### DATA FOR REVIEW ###
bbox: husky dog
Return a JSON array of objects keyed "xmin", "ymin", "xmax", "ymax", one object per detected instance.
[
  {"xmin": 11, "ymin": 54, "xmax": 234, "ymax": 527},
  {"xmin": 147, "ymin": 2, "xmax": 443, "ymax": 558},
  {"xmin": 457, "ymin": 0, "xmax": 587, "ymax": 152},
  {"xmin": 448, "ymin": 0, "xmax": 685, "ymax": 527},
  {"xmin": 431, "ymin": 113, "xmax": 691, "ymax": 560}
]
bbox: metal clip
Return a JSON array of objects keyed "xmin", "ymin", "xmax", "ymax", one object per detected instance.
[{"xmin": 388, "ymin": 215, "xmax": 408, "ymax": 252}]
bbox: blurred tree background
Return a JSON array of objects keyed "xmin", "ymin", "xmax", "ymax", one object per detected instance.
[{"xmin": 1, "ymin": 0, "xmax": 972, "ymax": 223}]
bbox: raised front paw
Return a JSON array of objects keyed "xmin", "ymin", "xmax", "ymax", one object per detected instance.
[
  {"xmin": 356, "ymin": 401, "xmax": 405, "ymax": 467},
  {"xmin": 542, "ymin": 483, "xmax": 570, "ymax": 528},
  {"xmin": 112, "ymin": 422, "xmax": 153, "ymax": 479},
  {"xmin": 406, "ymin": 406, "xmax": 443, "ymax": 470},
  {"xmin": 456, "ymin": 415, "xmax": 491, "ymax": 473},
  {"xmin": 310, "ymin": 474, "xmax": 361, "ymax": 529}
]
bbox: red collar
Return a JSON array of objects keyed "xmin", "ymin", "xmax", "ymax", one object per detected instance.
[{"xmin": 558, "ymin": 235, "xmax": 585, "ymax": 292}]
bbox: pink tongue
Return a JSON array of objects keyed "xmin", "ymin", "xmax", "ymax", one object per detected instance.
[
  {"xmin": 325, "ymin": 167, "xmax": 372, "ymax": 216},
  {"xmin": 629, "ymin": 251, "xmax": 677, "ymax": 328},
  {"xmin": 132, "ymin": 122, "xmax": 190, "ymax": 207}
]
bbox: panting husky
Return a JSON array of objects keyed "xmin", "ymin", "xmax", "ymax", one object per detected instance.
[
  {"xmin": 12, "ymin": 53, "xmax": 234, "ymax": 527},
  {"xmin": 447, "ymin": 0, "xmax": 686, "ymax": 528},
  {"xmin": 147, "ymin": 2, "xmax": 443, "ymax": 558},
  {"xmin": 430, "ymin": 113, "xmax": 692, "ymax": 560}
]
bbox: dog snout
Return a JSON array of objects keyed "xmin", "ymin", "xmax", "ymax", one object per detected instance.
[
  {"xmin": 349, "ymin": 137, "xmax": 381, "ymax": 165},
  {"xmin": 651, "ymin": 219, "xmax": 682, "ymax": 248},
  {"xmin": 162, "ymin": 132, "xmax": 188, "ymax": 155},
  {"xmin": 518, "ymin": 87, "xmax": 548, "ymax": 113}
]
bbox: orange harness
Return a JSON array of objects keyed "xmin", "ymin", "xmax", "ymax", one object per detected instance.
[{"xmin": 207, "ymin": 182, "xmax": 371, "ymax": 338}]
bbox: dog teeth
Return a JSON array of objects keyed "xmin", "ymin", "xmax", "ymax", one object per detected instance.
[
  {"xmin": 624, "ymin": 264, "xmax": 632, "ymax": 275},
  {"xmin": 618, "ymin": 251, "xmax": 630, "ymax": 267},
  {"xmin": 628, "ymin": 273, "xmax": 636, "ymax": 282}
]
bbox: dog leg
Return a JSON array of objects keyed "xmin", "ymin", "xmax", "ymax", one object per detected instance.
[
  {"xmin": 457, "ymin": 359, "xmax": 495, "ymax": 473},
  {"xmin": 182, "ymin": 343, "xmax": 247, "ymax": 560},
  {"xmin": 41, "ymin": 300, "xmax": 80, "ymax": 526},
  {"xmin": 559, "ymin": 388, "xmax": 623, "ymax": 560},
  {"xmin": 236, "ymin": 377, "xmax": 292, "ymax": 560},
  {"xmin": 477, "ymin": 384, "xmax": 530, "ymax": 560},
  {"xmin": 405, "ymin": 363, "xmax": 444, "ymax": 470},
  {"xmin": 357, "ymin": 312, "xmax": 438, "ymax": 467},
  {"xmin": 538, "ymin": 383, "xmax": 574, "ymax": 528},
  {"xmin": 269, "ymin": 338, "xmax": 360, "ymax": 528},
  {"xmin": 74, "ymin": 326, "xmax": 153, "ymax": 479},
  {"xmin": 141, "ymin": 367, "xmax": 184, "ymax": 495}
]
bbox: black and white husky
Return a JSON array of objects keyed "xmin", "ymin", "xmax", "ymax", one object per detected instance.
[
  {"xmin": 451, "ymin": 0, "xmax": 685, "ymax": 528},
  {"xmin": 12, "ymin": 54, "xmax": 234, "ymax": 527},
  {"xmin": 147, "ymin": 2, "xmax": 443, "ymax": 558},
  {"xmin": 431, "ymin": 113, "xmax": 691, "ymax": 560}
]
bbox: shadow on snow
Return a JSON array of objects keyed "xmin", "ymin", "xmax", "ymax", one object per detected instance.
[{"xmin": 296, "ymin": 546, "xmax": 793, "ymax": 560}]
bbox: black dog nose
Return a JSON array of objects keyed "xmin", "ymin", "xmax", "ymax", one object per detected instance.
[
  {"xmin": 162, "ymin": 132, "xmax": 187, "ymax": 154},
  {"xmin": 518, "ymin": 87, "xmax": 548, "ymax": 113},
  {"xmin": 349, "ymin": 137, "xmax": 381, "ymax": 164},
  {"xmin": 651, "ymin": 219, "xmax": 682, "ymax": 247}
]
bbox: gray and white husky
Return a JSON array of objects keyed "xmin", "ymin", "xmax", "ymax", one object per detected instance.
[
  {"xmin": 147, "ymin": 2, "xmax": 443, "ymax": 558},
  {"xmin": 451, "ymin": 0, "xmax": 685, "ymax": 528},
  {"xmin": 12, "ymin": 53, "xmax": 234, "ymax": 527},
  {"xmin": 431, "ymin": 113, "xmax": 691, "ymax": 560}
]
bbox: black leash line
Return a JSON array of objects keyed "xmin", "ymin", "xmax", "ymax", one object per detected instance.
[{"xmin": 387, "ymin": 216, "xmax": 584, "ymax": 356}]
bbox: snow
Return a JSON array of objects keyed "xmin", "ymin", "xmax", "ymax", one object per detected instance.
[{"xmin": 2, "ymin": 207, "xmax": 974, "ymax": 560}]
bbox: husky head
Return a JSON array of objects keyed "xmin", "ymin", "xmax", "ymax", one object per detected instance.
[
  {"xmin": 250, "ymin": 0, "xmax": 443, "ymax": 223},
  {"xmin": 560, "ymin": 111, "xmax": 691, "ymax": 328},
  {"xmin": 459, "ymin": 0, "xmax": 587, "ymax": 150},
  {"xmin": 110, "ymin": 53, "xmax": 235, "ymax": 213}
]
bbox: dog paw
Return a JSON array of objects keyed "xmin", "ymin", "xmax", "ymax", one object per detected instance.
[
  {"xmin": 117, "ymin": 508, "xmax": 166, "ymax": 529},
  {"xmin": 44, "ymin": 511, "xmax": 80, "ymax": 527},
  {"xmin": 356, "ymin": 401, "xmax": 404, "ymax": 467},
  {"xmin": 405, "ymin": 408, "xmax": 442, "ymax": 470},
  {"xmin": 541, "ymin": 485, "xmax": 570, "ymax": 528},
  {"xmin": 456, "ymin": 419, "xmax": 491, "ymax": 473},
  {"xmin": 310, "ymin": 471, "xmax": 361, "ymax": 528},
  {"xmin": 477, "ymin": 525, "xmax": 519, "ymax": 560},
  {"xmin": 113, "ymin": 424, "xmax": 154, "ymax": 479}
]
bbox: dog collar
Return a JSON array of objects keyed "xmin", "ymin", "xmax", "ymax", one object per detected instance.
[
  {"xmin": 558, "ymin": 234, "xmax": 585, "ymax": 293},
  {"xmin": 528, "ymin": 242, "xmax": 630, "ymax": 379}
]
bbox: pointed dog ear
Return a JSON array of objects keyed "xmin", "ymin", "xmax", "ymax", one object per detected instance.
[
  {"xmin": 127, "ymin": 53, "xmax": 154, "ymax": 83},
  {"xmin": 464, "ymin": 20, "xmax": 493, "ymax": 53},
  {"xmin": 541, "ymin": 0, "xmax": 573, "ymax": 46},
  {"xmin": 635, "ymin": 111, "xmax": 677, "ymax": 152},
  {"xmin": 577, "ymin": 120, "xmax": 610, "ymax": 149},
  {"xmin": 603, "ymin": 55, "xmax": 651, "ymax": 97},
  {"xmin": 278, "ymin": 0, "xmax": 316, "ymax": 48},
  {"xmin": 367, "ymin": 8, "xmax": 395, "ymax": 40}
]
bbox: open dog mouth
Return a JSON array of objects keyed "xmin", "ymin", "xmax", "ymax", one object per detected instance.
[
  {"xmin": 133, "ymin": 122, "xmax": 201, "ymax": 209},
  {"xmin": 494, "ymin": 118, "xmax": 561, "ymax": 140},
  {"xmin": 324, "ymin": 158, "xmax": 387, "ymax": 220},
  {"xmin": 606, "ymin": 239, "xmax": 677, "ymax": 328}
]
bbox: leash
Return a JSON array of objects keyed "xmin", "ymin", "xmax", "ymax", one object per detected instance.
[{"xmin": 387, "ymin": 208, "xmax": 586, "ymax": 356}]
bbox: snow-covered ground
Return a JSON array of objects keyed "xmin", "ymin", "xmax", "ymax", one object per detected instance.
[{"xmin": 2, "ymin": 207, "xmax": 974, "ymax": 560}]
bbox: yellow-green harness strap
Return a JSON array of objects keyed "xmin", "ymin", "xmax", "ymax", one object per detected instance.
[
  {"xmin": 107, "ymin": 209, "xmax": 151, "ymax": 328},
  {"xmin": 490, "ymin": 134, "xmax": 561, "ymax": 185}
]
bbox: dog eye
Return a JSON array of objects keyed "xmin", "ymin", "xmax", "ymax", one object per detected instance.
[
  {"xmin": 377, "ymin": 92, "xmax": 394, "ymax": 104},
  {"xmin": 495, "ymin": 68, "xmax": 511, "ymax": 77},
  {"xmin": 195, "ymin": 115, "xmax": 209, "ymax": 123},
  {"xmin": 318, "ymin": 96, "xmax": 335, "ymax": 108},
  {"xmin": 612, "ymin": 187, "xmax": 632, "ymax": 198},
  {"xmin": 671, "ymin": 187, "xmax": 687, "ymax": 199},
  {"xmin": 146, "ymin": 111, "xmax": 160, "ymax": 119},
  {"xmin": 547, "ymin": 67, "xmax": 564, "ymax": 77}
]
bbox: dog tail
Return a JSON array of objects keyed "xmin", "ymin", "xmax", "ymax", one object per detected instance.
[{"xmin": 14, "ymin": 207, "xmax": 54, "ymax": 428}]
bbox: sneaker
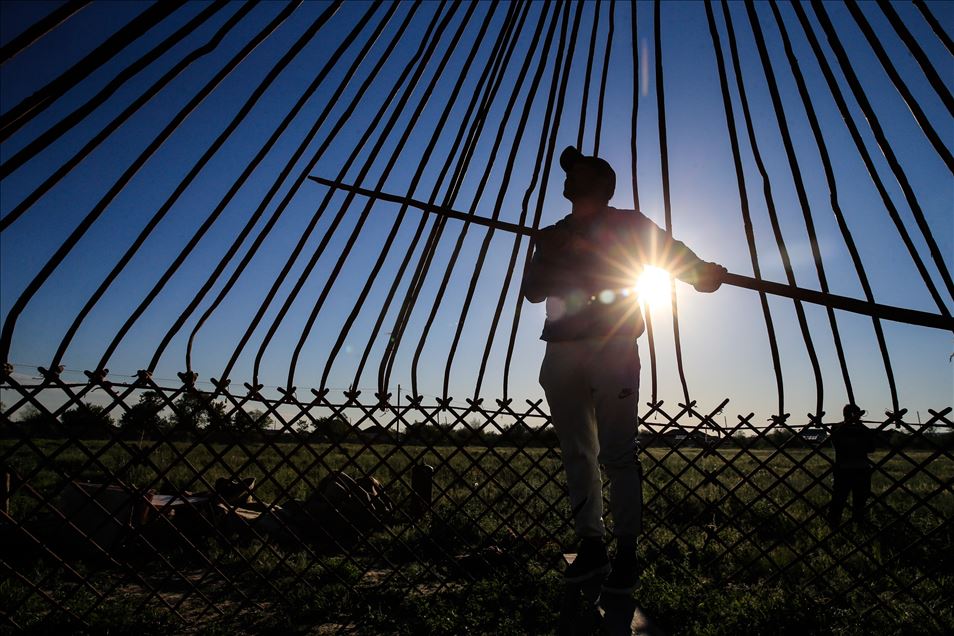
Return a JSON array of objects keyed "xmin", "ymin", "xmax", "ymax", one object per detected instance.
[
  {"xmin": 565, "ymin": 538, "xmax": 610, "ymax": 583},
  {"xmin": 602, "ymin": 551, "xmax": 640, "ymax": 594}
]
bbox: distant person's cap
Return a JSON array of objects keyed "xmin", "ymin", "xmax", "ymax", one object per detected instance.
[
  {"xmin": 559, "ymin": 146, "xmax": 616, "ymax": 198},
  {"xmin": 843, "ymin": 404, "xmax": 866, "ymax": 420}
]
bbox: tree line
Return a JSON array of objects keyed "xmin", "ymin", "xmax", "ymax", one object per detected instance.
[
  {"xmin": 2, "ymin": 396, "xmax": 951, "ymax": 450},
  {"xmin": 2, "ymin": 392, "xmax": 274, "ymax": 441}
]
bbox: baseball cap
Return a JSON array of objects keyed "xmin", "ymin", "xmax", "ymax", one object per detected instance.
[
  {"xmin": 843, "ymin": 404, "xmax": 866, "ymax": 420},
  {"xmin": 559, "ymin": 146, "xmax": 616, "ymax": 198}
]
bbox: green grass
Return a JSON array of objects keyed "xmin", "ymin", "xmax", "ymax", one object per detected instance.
[{"xmin": 1, "ymin": 438, "xmax": 951, "ymax": 634}]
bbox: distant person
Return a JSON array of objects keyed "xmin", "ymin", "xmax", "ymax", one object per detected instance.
[
  {"xmin": 522, "ymin": 146, "xmax": 726, "ymax": 594},
  {"xmin": 828, "ymin": 403, "xmax": 877, "ymax": 527}
]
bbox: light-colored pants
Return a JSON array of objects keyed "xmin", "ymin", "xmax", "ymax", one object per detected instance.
[{"xmin": 540, "ymin": 337, "xmax": 642, "ymax": 539}]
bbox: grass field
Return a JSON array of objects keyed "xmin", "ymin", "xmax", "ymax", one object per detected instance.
[{"xmin": 1, "ymin": 437, "xmax": 952, "ymax": 635}]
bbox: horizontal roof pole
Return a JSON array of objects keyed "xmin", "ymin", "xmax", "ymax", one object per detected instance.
[{"xmin": 308, "ymin": 175, "xmax": 954, "ymax": 333}]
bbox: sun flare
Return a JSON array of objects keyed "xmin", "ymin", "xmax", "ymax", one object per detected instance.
[{"xmin": 634, "ymin": 265, "xmax": 672, "ymax": 307}]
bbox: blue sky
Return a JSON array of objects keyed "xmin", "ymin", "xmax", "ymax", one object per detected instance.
[{"xmin": 1, "ymin": 1, "xmax": 951, "ymax": 425}]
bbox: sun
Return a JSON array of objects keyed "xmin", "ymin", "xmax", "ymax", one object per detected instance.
[{"xmin": 634, "ymin": 265, "xmax": 672, "ymax": 308}]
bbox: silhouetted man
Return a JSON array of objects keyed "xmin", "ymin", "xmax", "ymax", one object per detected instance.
[
  {"xmin": 522, "ymin": 147, "xmax": 726, "ymax": 594},
  {"xmin": 828, "ymin": 403, "xmax": 876, "ymax": 527}
]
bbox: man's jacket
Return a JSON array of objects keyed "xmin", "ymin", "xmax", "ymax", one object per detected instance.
[{"xmin": 522, "ymin": 207, "xmax": 708, "ymax": 341}]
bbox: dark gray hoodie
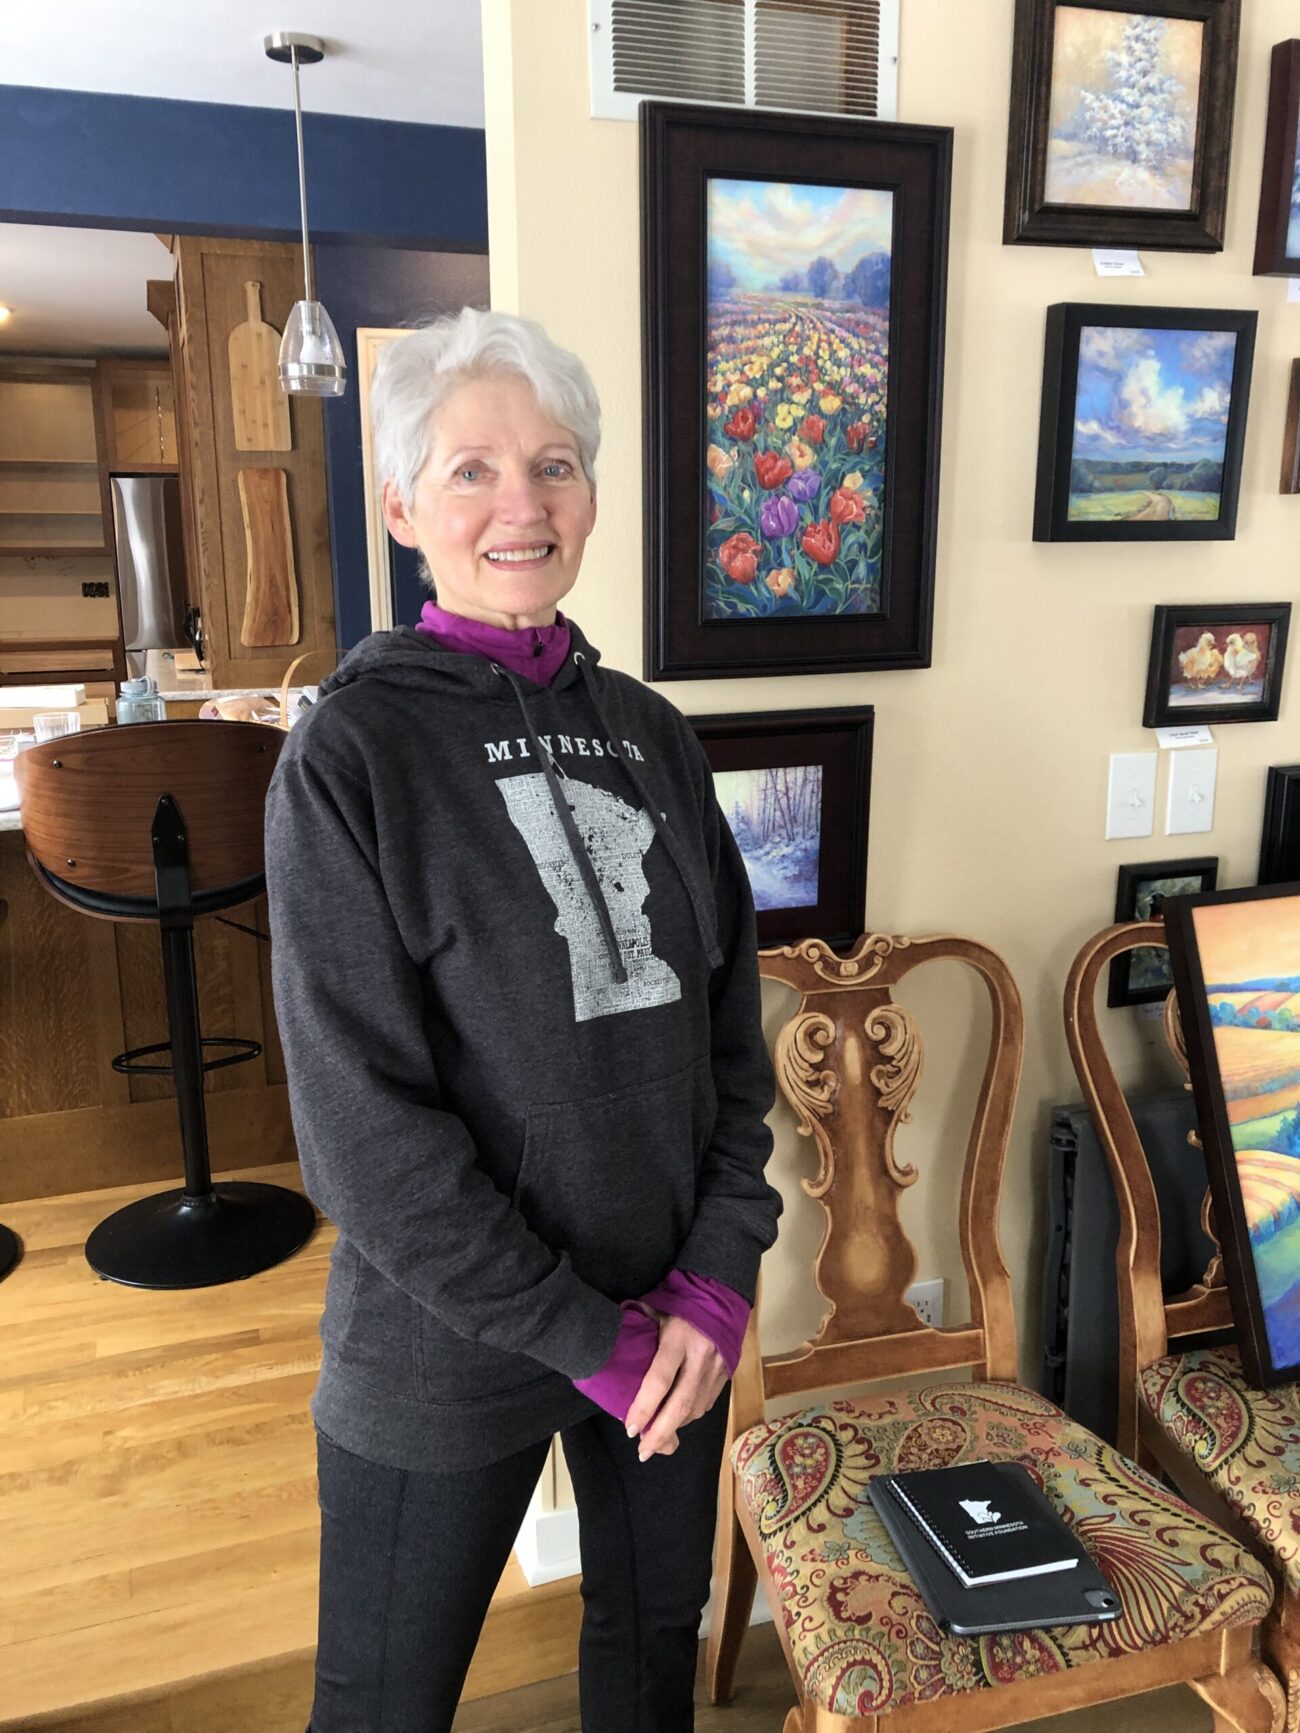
###
EXERCISE
Some of the data mentions "distant". Copy every line where it does.

OUTPUT BELOW
bbox: distant person's cap
bbox: distant person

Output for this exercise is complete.